Exercices ::
A: Répondez aux questions suivantes à partir du texte sur Phèdre.
(i) Quels vers la scène étudiée couvre-t-elle ?
(ii) Avec qui Phèdre s'entretient-elle, et dans quel but ?
(iii) Quelles notions le second axe de l'étude examine-t-il ?
B: Relevez et recopiez toutes les lignes des entrées qui contiennent la chaîne « range ». La casse compte.

Texte source ::
════
RACINE Phedre Acte II Scene 5
Vers 634 - 711
Alors que la mort de son époux semble de plus en plus certaine, Phèdre s’entretient avec Hippolyte dans le but de parler de la succession qui peut s’ouvrir. Cette scène débute donc par une discussion politique entre la reine et son beau-fils mais, petit à petit, par un glissement psychologique lié à la passion, Phèdre en vient à livrer avec horreur ses sentiments personnels : c’est le second aveu de la pièce, l’aveu d’un amour incontrôlé et excessif. Pour étudier cette scène, nous montrerons, dans un premier axe, que Phèdre construit un fantasme puis nous étudierons dans un 2e axe, les notions de fatalité, de monstruosité et de violence.
════
Entrées de la collection ::
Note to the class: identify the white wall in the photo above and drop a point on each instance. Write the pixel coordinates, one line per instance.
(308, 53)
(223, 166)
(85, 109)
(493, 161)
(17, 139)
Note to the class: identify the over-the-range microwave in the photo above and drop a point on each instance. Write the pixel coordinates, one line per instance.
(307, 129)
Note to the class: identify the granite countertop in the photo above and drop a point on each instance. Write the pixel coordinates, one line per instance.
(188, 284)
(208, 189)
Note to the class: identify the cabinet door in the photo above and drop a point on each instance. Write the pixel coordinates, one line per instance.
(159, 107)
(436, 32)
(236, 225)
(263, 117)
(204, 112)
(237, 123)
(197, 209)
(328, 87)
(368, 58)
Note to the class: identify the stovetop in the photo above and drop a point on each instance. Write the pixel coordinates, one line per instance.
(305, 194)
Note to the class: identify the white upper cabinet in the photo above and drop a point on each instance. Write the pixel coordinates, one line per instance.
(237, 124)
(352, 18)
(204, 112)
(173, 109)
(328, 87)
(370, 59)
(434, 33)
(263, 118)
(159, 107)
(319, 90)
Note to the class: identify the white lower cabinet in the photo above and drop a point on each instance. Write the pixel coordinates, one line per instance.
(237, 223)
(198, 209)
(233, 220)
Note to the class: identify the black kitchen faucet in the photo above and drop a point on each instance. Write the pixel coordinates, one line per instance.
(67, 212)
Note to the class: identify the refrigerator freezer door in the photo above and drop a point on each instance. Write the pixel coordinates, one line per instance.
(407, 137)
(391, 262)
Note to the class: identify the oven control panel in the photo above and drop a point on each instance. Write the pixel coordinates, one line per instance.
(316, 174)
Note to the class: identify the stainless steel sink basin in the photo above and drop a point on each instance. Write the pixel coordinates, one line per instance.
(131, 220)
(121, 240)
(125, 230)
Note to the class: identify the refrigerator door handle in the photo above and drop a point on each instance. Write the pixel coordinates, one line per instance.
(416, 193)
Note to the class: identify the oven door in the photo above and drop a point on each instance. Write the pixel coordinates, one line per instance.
════
Réponses par exercice ::
A:
(i) La scène couvre les vers 634 à 711.
(ii) Phèdre s'entretient avec Hippolyte pour parler de la succession qui peut s'ouvrir.
(iii) Le second axe examine les notions de fatalité, de monstruosité et de violence.

B:
Note to the class: identify the over-the-range microwave in the photo above and drop a point on each instance. Write the pixel coordinates, one line per instance.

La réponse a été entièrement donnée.